Required tasks:
[1] Answer these questions about the Cancun restaurant review:
(a) In the second round of the 0-5 grading, which restaurant's meal gets the 5?
(b) On what day and at what time did the writer's party walk into the restaurant?
(c) Why did they want to sit inside rather than outside?
[2] Write more of the Cancun restaurant review, continuing on from its last sentence.

** Opening Page extract block **

An Italian in Cancun. Making the worst of a great situation.

Compare every element of the fabulous meal you ate the other day . . . let’s say, give them a 5. Now rank the experience of tonight’s meal that you just ate. On a 0-5 ranking system, what would you give them? Say the number you come up with is 3.5.

Using the same grading scale 0-5, now rank the same restaurant comparing them to a meal you ate at Denny’s . . . Denny’s is now given the 5. Now, how would you rank them, or what number would you now give? Remember you can’t give them any higher than a 5. Take into account every element . . . location, price, value, quality, consistency, customer service . . . everything. Don’t forget to add the element of expectation. Were your expectations met? ‘Cause, isn’t that the true test of fine hospitality? Meeting or exceeding the customer’s expectation”.

Now compare all of the numbers . . . was it any good?, . . . really?

Dolce Mente Pompei Ristorante Italiano IMG_0236was refered to us by several folks we had talked with while staying in Cancun. They all said it was really quite good, especially for being right next door, having an Italian owner and an expansive and impressive menu. Well, that night, we were attempting to eat something that we haven’t had over the last week, since almost everything was Mexican or South American/Caribbean. We kinda decided that Italian might be a good choice and had compared several reviews and write-ups on the internet . . . and this place seemed as though it may be hidden gem. It actually had a higher overall average ranking than many of its competitors in the area. When we walked in, hardly any seats were full on this Friday night at 6:30, but most of the tables were reserved. They still had room outside but it was a very windy and rainy day in Cancun so we wanted to be inside. We were seated conveniently near the semi-open kitchen. Once we were seated we were followed by streams of customers about another 30 minutes later that filled most all of the tables. Boy, I guess we just got lucky to still being able to get a seat at this hidden secret. Well, I’m still looking for what was hidden. Some of the reviews identified it as messy, dirty or unkept. Well it certainly wasn’t the most impressively decorated and spit-polished.

** Closing Page extract block **
** Opening Data under study block **

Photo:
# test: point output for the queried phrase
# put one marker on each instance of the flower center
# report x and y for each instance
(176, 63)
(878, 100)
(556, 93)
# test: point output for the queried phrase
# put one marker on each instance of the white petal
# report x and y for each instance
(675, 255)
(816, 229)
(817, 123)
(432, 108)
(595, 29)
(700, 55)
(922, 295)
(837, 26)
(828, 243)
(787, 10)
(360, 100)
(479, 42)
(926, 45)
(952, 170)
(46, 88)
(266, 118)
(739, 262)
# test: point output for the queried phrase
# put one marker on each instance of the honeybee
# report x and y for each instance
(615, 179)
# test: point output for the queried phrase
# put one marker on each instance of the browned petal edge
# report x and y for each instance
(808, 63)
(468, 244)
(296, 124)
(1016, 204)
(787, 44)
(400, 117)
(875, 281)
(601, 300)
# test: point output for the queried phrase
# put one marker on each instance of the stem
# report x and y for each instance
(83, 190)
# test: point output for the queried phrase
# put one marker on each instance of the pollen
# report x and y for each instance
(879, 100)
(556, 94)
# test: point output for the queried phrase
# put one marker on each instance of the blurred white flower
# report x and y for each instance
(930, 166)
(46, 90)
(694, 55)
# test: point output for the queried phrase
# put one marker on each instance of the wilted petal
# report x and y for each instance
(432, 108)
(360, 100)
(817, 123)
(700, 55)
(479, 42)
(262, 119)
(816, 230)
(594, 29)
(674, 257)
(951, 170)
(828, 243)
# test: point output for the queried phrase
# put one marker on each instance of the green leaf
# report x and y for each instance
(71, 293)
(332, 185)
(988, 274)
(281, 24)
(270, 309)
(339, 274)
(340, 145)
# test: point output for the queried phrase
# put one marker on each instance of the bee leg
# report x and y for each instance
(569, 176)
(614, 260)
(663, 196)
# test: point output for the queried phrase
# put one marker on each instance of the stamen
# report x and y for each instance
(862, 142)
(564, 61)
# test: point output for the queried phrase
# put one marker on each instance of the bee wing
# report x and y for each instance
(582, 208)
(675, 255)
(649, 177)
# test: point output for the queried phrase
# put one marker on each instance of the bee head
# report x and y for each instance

** Closing Data under study block **

Your responses:
[1]
(a) Denny's.
(b) Friday night at 6:30.
(c) It was a very windy and rainy day in Cancun.

[2]
The menu looked potentially impressive, with items like carpaccio, gnocchi, several risotto, several fish entres and home-made gelato. Claiming that all of their pasta was hand-made on site got our interest. The first order of business was to get a bottle of vino flowing and we let our vintner-savve friends make the choice. The bottle arrived and was immediately identified as being chilled, or refrigerated by the condensation forming on the outside in the warmer and less arid climate. About the same time we were given a flat-bread of sort with olive oil and cheese sprinkled atop . . . but we were also served a basket of tortilla chips and plain mayonnaise and also a mayonnaise mixed with cilantro . . . WTF is this???  Ok, maybe the Italians are into “maize” or mayo”naise” also. Dunno, . . . kinda throwin’ me off here. So, the others at our table decided to allow the wine to be poured and air up to room temp. Not a bad bottle once allowed to set. Kinda odd that the bottles of red were chilled in an Italian restaurant . . . not that it’s completely wrong, . . . just odd; and the chips . . . not necessarily wrong, just takin’ us all by surprise . . .  all of this culture-shock shit. I guess I need to get to Italy soon to check out the trends. Sheesh!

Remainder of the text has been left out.